> _Page extract_
Re: [piercewhat] Packing a Direct Bag
Since I've been working at Apex BASE almost six months now I can compare it to the early 90s when I worked here doing the same thing but we were called Basic Research.
Sure, I know we are drawing in new BASE jumpers much earlier in their skydiving careers. But, frankly, I’m pretty astounded at the lack of gear knowledge so many prospective BASE jumpers now display. It wasn’t that prevalent before.
There’s always been a certain amount of hand holding in this sport, but back in the day a customer would call me and tell me what they wanted; now they ask me what they should get. There is confusion in even the little things like the difference between 0-3 and ZP fabric. “Oh yeah I get now, 0-3 is that stuff reserves are built from.”
That's a real sea change in BASE jumping.
For instance this direct bag thing. Okay, yes, they are somewhat out of favor nowadays, but some of the “wisdom” this fellow with his new direct bag is getting is really out there. One guy wrote him privately to say, "That's not a direct bag, it's a POD." And up-board there’s someone saying direct bags make for slow deployments like it's a fact of life.
In this time when many jumpers are so gear/rigging handicapped we probably should embrace the simplicity of things like direct bags. While some here act like they wouldn’t touch one with a ten foot pole the fact is direct bag deployments are tried and proven. In fact the major argument against them became not about reliability but more about the increased “freefall” time one could get off a low object by using static line or even PCA.

> _Task to carry out_
Reproduce the passage of the forum post on direct bags word for word, starting at "Re: [piercewhat] Packing" and ending at "that prevalent before.".

> _Data provided_

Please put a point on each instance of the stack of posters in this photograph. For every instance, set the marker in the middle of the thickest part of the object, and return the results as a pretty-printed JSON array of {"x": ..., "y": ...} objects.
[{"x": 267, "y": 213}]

> _Expected output_
Re: [piercewhat] Packing a Direct Bag
Since I've been working at Apex BASE almost six months now I can compare it to the early 90s when I worked here doing the same thing but we were called Basic Research.
Sure, I know we are drawing in new BASE jumpers much earlier in their skydiving careers. But, frankly, I’m pretty astounded at the lack of gear knowledge so many prospective BASE jumpers now display. It wasn’t that prevalent before.